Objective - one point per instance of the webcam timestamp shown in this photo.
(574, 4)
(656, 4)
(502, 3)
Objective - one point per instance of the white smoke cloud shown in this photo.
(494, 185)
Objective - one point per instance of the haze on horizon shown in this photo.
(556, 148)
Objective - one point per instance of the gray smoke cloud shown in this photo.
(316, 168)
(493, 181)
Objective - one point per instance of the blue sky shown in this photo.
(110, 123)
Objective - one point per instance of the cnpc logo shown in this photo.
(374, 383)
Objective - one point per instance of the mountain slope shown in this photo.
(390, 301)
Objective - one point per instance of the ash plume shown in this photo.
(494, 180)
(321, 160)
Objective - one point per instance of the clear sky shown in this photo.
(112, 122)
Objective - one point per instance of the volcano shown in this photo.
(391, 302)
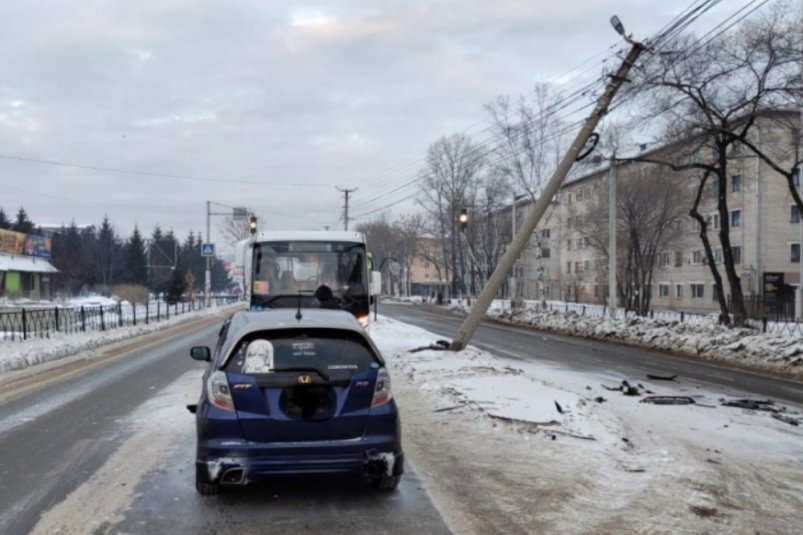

※ ※ ※

Return every line of the material above verbatim, from start to finish, leaving out the picture.

Objective - one point per instance of the webcam timestamp shown in this photo.
(574, 4)
(656, 4)
(502, 3)
Objective - one point per instance of the white smoke cloud shown in this photo.
(494, 185)
Objective - one point per instance of the haze on horizon shown in this photo.
(556, 148)
Objective - one point per instance of the gray smoke cloud shown in this photo.
(316, 168)
(493, 181)
Objective - one point per instance of the blue sky shown in this photo.
(110, 123)
Objective - one point per instance of the cnpc logo shown in this photo.
(374, 383)
Objective - one point per instance of the mountain slope shown in this photo.
(390, 301)
Objective - one point per instance of the ash plume shown in this photo.
(494, 180)
(321, 160)
Objective - one point per instance of the clear sky shown in this photo.
(112, 122)
Objective - one point per instance of the volcano shown in this photo.
(391, 302)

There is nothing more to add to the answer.